Begin Records shown

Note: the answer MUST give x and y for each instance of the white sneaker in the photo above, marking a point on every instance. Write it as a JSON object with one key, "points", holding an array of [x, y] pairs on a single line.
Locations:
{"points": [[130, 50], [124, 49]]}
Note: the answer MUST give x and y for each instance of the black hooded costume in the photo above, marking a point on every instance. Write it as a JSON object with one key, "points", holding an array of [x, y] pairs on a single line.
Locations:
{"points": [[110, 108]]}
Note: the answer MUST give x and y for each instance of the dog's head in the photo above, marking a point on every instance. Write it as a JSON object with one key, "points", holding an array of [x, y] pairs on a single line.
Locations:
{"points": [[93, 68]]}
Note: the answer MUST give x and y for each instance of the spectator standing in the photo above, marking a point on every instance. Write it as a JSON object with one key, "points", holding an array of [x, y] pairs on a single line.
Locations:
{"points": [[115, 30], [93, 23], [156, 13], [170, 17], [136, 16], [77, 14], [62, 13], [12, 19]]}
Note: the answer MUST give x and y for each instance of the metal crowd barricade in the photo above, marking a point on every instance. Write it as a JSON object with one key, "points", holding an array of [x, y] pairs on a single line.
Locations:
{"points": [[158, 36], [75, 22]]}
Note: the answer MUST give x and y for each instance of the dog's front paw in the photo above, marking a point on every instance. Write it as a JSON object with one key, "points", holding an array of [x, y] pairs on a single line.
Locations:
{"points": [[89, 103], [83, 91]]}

End Records shown

Present the stretch from the line containing "the dog's front" through the end of the records as a Markdown table with the columns Row and Line. Give each line its own numbered row and leave out any blank lines.

| Row | Line |
|---|---|
| 1 | Note: the answer MUST give x and y for each instance of the dog's front paw in the photo above, marking a point on every instance. Write it as a JSON object with one key, "points", holding an array of [x, y] pairs on a single line. |
| 2 | Locations: |
| 3 | {"points": [[89, 103], [83, 91]]} |